__Task objective__. Reproduce the part of the Jetson Nano guide starting at "# install jeston-utils" and ending at "are 2 'cv_bridge')", renaming "catkin workspace location" to "catkin workspace path" wherever it occurs.

__Selected text__.
Jetson Nano ROS Vision AI
Photo by Maxime VALCARCE on Unsplash
Live Video Inferencing (ImageNet)⌗
Our Goal: to create a ROS node that receives raspberry Pi CSI camera images, run some inferencing on the image (e.g. classification, segmentation or object detection) then outputs the result as a message that we can view using rqt_image_view.
Pre-requisites⌗
Hardware:
- Jetson Nano Dev kit with Jetpack 4.3 installed
- Raspberry Pi Camera V2
Software:
- ROS melodic - install instructions here
- ROS vision-opencv
# install ros vision-opencv sudo apt-get install ros-melodic-vision-opencv
- Nvidia jetson-inferencing - install instructions here
- NOTE make sure to download at least one of each model type i.e one imagenet type model, one detectnet type model etc.
- If you want to run the model download tool again go
cd <jetson-inference path>/tools/ vi download-models.sh # or any text editor of your choice # change 'BUILD_INTERACTIVE=$1' to 'BUILD_INTERACTIVE="YES"' and save ./download-models.sh
- Nvidia jetson-utils (courtesy of wagonhelm)
# install jeston-utils sudo apt-get install libglew-dev git clone https://github.com/dusty-nv/jetson-utils.git cd jetson-utils mkdir build && cd build cmake .. make sudo make install
Get Nvidia Jetson CSI camera launcher for ROS
- Follow the instructions here
- NOTE before you run
catkin_make
, make sure to:- download the vision_opencv repository from here
cd <path to vision_opencv download>/cv_bridge/include mkdir -p <catkin workspace location>/src/cv_bridge/include mv cv_bridge <catkin workspace location>/src/cv_bridge/include # make sure you have the 'cv_bridge' folder in <catkin workspace location>/src/cv_bridge/include # such that your folder structure is <catkin workspace location>/src/cv_bridge/include/cv_bridge (yes, ther are 2 'cv_bridge')

__Stored records__.
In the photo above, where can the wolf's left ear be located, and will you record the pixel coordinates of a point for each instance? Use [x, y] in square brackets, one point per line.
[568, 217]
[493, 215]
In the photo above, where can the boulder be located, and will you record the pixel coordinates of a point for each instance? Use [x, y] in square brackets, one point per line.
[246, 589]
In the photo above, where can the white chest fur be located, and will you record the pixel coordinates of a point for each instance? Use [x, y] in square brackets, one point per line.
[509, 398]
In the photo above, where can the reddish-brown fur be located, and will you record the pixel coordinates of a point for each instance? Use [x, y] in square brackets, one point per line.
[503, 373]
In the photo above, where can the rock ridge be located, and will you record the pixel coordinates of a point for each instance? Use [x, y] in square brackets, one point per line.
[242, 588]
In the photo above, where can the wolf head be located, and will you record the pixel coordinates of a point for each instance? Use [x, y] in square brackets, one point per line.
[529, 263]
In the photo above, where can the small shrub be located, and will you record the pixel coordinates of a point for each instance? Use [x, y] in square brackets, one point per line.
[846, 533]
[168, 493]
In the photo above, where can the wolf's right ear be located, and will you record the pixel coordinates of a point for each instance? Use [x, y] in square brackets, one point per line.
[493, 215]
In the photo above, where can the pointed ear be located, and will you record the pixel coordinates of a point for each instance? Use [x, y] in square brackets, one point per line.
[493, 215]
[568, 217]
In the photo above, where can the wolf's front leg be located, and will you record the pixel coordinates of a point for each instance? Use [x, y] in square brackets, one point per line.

__Response__.
# install jeston-utils sudo apt-get install libglew-dev git clone https://github.com/dusty-nv/jetson-utils.git cd jetson-utils mkdir build && cd build cmake .. make sudo make install
Get Nvidia Jetson CSI camera launcher for ROS
- Follow the instructions here
- NOTE before you run
catkin_make
, make sure to:- download the vision_opencv repository from here
cd <path to vision_opencv download>/cv_bridge/include mkdir -p <catkin workspace path>/src/cv_bridge/include mv cv_bridge <catkin workspace path>/src/cv_bridge/include # make sure you have the 'cv_bridge' folder in <catkin workspace path>/src/cv_bridge/include # such that your folder structure is <catkin workspace path>/src/cv_bridge/include/cv_bridge (yes, ther are 2 'cv_bridge')